Pointing dataset excerpts:
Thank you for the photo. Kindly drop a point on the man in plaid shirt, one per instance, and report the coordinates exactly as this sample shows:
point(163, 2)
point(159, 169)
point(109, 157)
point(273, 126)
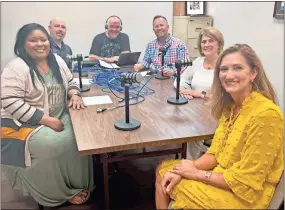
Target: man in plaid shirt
point(176, 51)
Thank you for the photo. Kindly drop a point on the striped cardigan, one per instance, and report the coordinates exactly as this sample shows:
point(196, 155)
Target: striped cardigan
point(23, 106)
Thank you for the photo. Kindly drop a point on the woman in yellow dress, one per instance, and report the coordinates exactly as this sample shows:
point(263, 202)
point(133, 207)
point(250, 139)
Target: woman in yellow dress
point(245, 161)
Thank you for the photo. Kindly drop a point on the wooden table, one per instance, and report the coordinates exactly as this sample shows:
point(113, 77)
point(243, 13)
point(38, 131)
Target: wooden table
point(161, 124)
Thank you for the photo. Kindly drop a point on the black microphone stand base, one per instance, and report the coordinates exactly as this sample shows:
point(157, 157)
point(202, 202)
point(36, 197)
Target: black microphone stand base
point(161, 77)
point(179, 101)
point(124, 126)
point(85, 88)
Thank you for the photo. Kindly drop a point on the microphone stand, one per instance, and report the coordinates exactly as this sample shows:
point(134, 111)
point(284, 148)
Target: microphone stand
point(177, 100)
point(127, 124)
point(83, 88)
point(160, 75)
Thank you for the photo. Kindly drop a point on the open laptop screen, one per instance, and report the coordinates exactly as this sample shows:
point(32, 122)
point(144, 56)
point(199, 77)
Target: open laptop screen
point(128, 58)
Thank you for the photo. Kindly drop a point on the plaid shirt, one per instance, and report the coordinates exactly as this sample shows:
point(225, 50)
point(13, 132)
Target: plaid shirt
point(177, 50)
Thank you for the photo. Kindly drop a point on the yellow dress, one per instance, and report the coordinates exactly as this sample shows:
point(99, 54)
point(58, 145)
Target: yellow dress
point(249, 152)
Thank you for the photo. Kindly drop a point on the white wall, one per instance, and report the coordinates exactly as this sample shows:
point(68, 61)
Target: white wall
point(244, 22)
point(84, 20)
point(253, 23)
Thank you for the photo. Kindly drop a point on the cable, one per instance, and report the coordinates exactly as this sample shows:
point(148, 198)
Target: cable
point(111, 79)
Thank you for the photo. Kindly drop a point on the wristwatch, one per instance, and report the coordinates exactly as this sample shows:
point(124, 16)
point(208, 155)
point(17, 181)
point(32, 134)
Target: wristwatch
point(77, 94)
point(203, 94)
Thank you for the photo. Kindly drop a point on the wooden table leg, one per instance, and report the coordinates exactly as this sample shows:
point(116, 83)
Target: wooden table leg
point(184, 150)
point(106, 180)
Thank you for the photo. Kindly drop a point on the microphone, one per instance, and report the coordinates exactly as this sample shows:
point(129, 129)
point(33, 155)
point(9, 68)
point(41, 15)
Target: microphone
point(164, 48)
point(183, 62)
point(179, 100)
point(77, 57)
point(130, 78)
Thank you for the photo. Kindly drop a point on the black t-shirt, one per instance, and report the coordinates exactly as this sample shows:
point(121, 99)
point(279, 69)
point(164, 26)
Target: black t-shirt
point(104, 47)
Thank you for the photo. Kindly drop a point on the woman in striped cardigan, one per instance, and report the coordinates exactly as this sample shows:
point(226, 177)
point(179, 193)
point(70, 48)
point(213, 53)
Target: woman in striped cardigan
point(38, 148)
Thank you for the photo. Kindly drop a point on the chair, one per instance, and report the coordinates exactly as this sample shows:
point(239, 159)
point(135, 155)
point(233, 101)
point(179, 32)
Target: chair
point(277, 200)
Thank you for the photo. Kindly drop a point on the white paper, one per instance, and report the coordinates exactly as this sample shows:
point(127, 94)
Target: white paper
point(108, 65)
point(84, 81)
point(95, 100)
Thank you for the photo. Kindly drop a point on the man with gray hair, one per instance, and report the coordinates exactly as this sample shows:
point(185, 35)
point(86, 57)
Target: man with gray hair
point(109, 45)
point(57, 29)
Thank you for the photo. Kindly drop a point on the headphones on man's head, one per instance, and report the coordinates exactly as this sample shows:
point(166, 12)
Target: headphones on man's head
point(121, 23)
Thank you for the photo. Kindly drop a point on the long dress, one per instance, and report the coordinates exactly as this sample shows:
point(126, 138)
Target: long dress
point(57, 172)
point(249, 152)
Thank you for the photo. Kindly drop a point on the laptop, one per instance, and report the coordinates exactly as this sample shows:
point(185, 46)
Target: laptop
point(128, 59)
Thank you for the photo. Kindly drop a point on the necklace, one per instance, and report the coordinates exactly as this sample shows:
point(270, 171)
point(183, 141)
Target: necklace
point(43, 70)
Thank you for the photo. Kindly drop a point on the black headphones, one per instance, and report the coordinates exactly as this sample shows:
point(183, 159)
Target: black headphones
point(121, 23)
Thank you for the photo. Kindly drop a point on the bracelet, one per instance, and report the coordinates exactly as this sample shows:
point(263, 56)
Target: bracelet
point(207, 176)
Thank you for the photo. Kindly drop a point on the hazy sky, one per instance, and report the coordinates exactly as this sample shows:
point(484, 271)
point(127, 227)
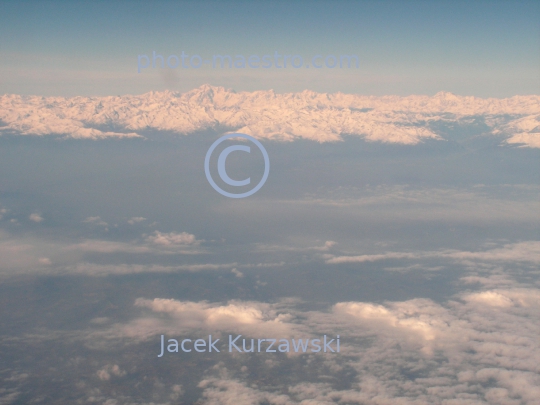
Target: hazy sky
point(482, 48)
point(409, 226)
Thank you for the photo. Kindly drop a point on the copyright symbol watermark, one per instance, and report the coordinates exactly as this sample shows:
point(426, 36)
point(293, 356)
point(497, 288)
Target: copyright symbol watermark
point(223, 172)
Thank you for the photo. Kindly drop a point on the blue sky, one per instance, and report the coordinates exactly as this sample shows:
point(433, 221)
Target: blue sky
point(419, 47)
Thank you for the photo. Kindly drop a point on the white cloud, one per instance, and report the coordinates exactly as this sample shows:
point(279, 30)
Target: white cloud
point(173, 239)
point(95, 221)
point(36, 218)
point(135, 220)
point(319, 117)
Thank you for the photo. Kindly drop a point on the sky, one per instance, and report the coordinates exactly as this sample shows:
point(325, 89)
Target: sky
point(481, 48)
point(400, 213)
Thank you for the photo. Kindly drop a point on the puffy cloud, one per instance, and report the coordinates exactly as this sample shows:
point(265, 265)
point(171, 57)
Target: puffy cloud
point(173, 239)
point(36, 218)
point(95, 221)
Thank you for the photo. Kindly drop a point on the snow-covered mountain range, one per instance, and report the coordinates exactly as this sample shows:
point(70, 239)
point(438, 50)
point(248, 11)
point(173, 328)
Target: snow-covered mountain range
point(320, 117)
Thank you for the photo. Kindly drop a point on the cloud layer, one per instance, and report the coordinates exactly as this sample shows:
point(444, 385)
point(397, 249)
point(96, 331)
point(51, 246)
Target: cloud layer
point(319, 117)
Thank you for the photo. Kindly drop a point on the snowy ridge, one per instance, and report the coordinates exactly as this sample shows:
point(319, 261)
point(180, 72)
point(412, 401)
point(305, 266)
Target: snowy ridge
point(320, 117)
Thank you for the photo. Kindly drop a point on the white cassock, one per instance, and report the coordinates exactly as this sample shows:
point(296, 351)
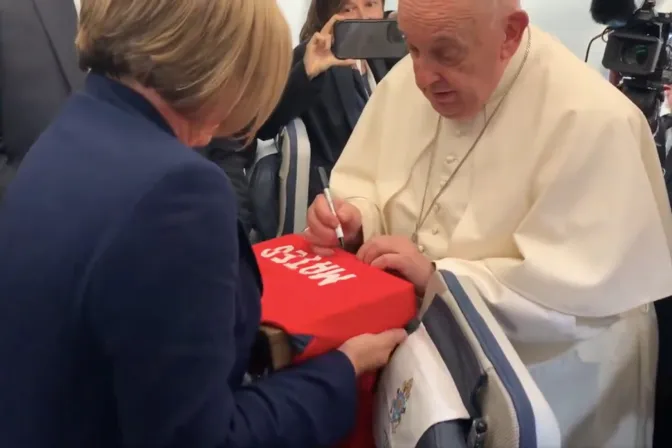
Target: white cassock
point(559, 216)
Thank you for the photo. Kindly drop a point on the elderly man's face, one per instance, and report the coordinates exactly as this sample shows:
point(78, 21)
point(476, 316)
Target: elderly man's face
point(459, 51)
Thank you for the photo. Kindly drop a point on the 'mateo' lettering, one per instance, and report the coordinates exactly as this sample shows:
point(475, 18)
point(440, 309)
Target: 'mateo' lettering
point(313, 267)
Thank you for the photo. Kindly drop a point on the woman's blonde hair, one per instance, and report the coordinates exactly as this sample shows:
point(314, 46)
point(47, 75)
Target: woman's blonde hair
point(230, 57)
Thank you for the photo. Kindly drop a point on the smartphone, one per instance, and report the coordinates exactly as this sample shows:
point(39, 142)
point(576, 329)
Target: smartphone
point(368, 39)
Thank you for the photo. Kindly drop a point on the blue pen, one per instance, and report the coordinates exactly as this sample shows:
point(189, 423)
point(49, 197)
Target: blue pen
point(327, 194)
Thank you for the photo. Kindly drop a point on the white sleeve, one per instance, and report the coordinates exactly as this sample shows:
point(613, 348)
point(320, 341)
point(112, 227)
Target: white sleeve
point(593, 244)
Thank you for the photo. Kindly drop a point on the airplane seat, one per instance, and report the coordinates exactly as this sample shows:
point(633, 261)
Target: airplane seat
point(458, 382)
point(279, 182)
point(294, 178)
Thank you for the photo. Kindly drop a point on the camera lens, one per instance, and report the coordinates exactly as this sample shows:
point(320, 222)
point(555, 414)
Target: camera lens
point(393, 33)
point(635, 54)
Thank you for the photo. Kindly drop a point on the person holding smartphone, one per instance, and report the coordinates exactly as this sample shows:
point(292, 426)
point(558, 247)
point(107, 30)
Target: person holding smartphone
point(328, 94)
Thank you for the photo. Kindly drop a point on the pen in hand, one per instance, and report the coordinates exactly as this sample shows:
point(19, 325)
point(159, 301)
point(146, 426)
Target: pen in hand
point(327, 194)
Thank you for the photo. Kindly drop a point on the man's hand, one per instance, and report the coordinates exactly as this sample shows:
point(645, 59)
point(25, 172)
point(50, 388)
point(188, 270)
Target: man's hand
point(397, 253)
point(321, 230)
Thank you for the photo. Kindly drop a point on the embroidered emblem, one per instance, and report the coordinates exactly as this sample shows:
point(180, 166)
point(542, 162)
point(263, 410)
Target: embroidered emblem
point(398, 408)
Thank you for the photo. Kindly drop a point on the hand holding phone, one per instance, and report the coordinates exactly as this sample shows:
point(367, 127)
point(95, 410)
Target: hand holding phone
point(368, 39)
point(319, 56)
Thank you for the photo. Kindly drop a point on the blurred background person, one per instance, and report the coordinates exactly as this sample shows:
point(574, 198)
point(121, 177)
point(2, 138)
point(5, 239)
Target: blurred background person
point(130, 295)
point(38, 70)
point(326, 93)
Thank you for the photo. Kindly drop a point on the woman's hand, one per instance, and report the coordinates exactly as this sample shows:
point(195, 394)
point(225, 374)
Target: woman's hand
point(319, 57)
point(370, 352)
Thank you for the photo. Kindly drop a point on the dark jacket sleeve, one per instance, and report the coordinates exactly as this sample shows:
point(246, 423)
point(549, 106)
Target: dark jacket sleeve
point(234, 159)
point(299, 95)
point(163, 308)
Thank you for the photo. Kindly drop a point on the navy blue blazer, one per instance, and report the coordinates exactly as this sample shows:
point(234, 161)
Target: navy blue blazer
point(129, 298)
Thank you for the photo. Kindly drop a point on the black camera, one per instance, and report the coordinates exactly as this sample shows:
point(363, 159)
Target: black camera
point(637, 49)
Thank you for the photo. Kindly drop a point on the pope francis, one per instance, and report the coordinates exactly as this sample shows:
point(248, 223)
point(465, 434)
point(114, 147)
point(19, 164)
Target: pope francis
point(514, 164)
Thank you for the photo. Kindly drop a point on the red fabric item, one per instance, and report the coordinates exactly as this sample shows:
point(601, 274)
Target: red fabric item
point(329, 300)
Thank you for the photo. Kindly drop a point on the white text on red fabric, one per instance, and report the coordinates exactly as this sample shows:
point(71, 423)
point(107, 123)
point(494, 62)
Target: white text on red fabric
point(313, 267)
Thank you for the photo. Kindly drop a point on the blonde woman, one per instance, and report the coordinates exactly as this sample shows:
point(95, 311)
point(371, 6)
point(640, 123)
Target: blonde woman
point(129, 296)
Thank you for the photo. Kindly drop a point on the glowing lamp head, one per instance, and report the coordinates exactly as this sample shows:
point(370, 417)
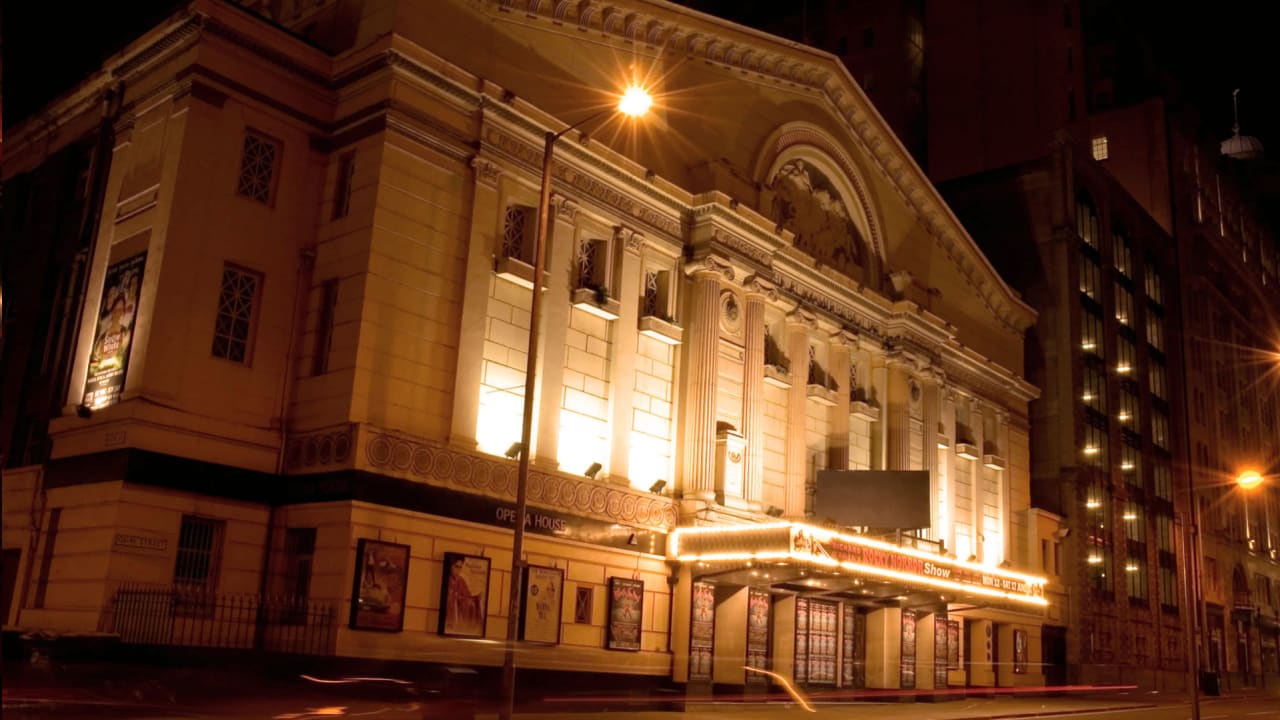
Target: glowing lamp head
point(635, 101)
point(1249, 479)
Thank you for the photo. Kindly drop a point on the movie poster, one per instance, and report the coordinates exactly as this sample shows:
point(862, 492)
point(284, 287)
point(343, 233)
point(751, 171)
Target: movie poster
point(906, 679)
point(1020, 651)
point(626, 609)
point(113, 337)
point(542, 605)
point(757, 636)
point(464, 595)
point(378, 596)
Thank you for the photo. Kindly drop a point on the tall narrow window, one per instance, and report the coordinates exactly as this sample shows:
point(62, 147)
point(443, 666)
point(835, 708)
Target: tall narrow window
point(1100, 147)
point(256, 178)
point(324, 327)
point(237, 313)
point(342, 185)
point(199, 554)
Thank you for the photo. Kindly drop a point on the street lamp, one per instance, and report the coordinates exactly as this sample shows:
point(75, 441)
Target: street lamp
point(634, 103)
point(1246, 481)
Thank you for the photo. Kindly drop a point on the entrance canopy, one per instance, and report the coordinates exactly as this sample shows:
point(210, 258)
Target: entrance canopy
point(808, 557)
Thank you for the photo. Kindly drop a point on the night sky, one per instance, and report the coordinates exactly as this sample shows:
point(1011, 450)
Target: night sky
point(1208, 50)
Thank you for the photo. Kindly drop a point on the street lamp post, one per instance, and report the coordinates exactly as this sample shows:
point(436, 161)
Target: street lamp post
point(1246, 481)
point(634, 103)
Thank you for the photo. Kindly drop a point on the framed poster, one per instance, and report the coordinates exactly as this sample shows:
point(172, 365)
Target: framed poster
point(702, 632)
point(626, 609)
point(941, 648)
point(906, 675)
point(540, 609)
point(378, 591)
point(464, 596)
point(758, 604)
point(113, 337)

__Required task__
Reproduce only the lines running from the one with "on the night" through the final line of the listing above, both ends included.

__Answer to the task__
Thank you for the photo. Kindly drop a point on the night sky, one per instance, and report the coordinates exactly as this sample shows:
point(1011, 450)
Target: night sky
point(1208, 50)
Thank you for the photo. Kindly drop a point on the street lamp post, one per instance, and report the coordinates exactly as this sample shows:
point(436, 161)
Target: street lamp post
point(1246, 481)
point(634, 103)
Thank you for the photo. Kindly drop a point on the framed poster, one per instance, and report the coordinates exactly as this sample shows:
point(172, 365)
Target: framed poster
point(702, 632)
point(626, 609)
point(941, 648)
point(906, 675)
point(540, 609)
point(378, 591)
point(464, 596)
point(758, 604)
point(113, 337)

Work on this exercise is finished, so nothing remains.